[Object point labels]
────────────────────────────────────────

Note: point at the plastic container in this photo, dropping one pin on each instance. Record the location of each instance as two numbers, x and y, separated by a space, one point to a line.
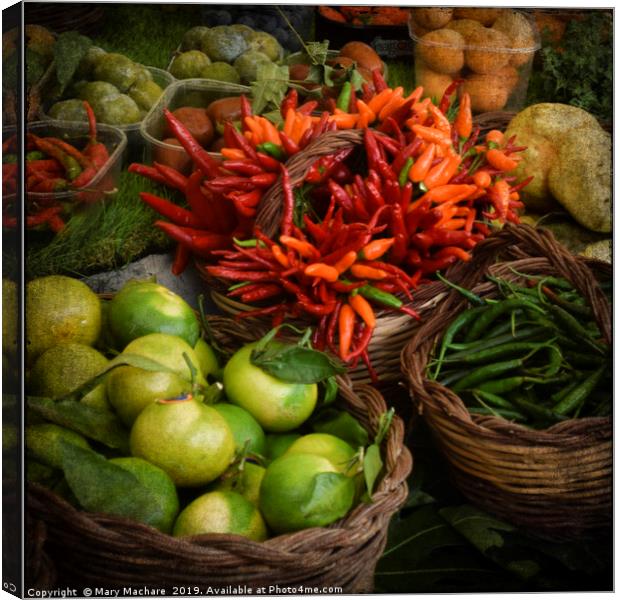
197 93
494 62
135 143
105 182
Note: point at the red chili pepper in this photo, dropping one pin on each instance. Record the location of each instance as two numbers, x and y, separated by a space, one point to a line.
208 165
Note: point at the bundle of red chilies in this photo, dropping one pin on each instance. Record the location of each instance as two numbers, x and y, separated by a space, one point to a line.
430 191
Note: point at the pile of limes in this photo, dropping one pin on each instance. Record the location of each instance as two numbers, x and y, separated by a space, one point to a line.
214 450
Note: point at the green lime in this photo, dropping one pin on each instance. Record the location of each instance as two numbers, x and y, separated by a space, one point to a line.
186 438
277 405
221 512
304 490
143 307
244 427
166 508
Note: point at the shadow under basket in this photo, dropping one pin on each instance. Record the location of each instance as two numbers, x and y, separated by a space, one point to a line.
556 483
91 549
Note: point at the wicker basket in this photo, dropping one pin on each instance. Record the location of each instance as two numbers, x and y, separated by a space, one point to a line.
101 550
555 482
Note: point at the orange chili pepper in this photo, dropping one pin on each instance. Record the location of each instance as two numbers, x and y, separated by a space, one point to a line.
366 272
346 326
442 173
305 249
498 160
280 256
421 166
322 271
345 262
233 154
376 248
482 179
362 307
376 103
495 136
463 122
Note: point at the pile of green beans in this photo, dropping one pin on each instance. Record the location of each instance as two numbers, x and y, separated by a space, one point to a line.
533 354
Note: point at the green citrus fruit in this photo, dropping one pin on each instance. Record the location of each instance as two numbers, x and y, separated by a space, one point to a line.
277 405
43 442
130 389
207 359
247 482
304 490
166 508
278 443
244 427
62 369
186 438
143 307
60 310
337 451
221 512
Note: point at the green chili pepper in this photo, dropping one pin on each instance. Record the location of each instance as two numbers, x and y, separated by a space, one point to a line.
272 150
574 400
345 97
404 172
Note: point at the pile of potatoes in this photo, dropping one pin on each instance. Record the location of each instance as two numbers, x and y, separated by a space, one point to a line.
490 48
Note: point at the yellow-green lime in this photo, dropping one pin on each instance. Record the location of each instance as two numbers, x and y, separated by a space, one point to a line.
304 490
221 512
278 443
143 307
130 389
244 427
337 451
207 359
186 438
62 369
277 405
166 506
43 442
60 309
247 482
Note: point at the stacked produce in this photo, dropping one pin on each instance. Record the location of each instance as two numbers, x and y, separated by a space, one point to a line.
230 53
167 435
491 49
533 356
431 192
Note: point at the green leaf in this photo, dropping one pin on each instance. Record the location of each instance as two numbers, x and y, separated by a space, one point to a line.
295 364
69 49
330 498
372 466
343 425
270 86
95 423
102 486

────────────────────────────────────────

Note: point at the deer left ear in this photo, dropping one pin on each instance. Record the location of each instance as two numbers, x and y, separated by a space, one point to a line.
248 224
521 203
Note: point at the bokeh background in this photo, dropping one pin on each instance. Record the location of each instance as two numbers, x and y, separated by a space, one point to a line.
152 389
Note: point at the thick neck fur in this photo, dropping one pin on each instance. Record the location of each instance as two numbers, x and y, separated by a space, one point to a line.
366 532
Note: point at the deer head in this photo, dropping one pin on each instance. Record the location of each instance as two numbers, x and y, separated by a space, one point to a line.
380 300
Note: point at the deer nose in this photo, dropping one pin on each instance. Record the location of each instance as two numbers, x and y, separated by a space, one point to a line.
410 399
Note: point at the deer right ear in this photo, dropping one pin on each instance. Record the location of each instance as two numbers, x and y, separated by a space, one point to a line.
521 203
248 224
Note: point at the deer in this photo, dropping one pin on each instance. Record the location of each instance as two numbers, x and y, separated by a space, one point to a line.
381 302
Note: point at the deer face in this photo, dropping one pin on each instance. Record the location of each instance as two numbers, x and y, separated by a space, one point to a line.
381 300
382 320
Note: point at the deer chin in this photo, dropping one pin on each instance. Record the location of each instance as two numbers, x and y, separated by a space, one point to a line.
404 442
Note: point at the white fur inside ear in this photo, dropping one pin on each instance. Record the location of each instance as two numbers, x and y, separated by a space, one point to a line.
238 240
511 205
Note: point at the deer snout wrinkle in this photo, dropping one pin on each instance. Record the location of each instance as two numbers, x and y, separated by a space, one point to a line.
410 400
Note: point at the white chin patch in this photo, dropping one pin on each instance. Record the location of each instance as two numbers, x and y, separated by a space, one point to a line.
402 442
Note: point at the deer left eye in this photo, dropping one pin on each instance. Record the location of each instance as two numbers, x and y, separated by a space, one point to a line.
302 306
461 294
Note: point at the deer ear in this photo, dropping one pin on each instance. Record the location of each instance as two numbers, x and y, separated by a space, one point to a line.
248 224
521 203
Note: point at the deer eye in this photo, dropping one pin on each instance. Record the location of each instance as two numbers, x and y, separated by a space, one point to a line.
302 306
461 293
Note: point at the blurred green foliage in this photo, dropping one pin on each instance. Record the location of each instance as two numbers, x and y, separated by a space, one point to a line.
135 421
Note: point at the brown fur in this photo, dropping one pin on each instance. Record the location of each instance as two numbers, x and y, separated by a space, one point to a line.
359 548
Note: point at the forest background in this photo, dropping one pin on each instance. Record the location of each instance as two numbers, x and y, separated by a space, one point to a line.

────────────────────────────────────────

Pull out every line of the data above that contains the word "white", matching case exactly.

Note: point at the white fur inside ear in this photo, dropping one pin on each instance. Record the location of each instance as two numbers, x and y, separated by a space, one point to a line.
Note: point at the white chin patch in this photo, dropping one pin on each instance. Record the location of each instance as two numbers, x and y, separated by a space, one point to a line.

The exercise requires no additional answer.